3 - The problem of adaptation in dynamical systems

Summary

In this chapter we provide an overview of mathematical formulations of the problem of adaptation in dynamical systems. Adaptation is considered here as a special regulatory process that emerges as a response of a physical system to changes in the environment. In order to understand the notion of adaptation the terms “regulation,” “response,” and “environment” need to be given some physical sense and precise mathematical definitions. Instead of inventing a new language of our own, we adopt these terms from the language of mathematical control theory. It is clear that this adoption of terms will create a certain bias in our approach. On the other hand, it will allow us to operate with rigorously defined and established objects that have already passed the test of time.

We start with a retrospective overview and analysis of main ideas in the existing literature on adaptation in the domain of control. These ideas gave rise to distinct mathematical statements of the problem of adaptation. We will discuss their strengths and limitations with respect to the demands of new real-world applications in biology, neuroscience, and engineering. As a result of the analysis, we will formulate a list of features that a modern theory of adaptation must inherit, and propose a program that will allow us to contribute to the development of such a theory in the following chapters.

Logical principles of adaptation

The theory of adaptive regulation, as a set of notions, methods, and tools for systematic study of systems adjusting their properties in response to changes in the environment, has a long history of development.

§ **Problem requirements**:
From the chapter summary, list the terms that it says must be given physical sense and precise mathematical definitions in order to understand the notion of adaptation. The records below are separate material and have no connection to the chapter summary.

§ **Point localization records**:
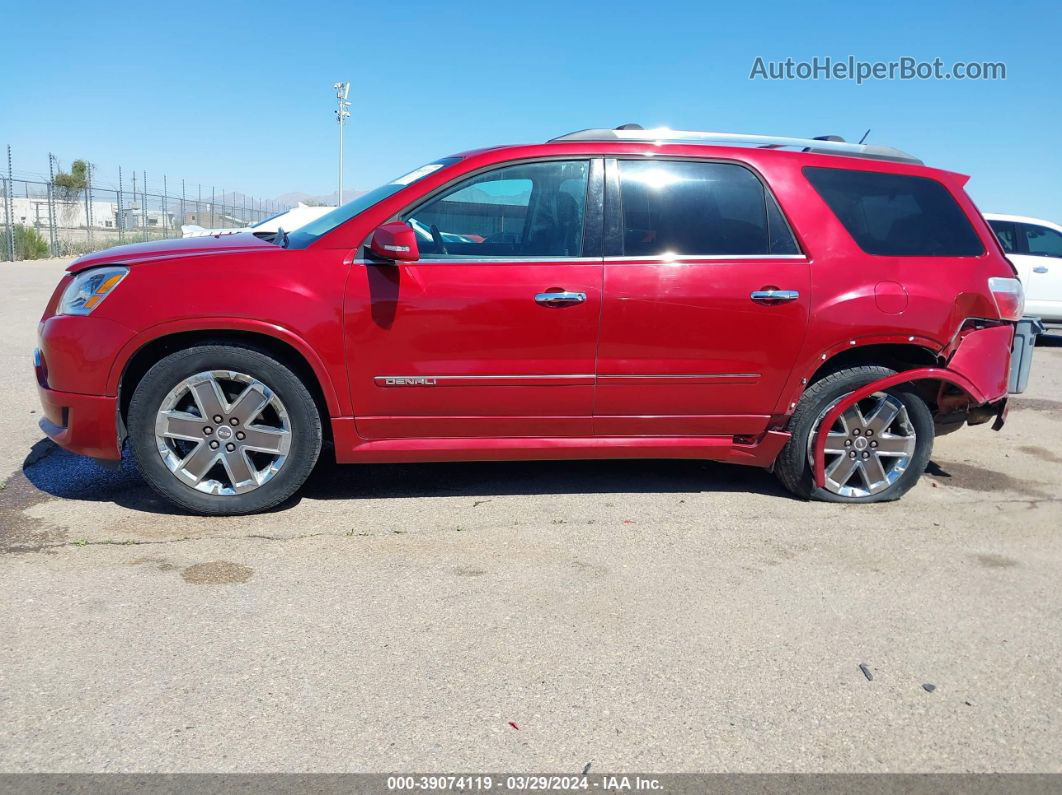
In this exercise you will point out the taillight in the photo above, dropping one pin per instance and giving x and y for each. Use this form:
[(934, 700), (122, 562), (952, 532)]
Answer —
[(1009, 297)]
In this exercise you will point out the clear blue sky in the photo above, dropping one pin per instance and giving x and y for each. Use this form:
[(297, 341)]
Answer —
[(239, 94)]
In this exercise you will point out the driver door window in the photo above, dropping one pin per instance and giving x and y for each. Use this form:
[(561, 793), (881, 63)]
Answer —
[(527, 210)]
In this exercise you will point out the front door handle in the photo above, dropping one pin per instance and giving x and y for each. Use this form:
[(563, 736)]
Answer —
[(559, 299), (773, 296)]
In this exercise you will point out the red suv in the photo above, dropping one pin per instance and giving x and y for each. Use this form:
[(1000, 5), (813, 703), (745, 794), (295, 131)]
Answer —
[(814, 307)]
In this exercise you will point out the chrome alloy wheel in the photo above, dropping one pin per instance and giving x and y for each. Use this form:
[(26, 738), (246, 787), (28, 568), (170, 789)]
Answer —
[(223, 432), (869, 447)]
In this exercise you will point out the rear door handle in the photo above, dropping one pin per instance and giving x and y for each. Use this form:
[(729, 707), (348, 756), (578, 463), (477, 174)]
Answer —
[(559, 299), (773, 296)]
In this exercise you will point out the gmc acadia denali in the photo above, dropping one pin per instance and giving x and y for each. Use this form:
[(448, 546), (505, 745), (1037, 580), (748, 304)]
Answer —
[(819, 308)]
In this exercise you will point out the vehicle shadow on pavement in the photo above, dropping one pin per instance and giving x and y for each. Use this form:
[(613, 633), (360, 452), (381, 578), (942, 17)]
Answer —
[(486, 479), (56, 472)]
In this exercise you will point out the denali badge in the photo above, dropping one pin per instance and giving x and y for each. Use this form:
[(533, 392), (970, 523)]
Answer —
[(407, 381)]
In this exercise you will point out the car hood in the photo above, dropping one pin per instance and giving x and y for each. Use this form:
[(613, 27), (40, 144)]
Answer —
[(158, 249)]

§ **Output of the exercise**:
- regulation
- response
- environment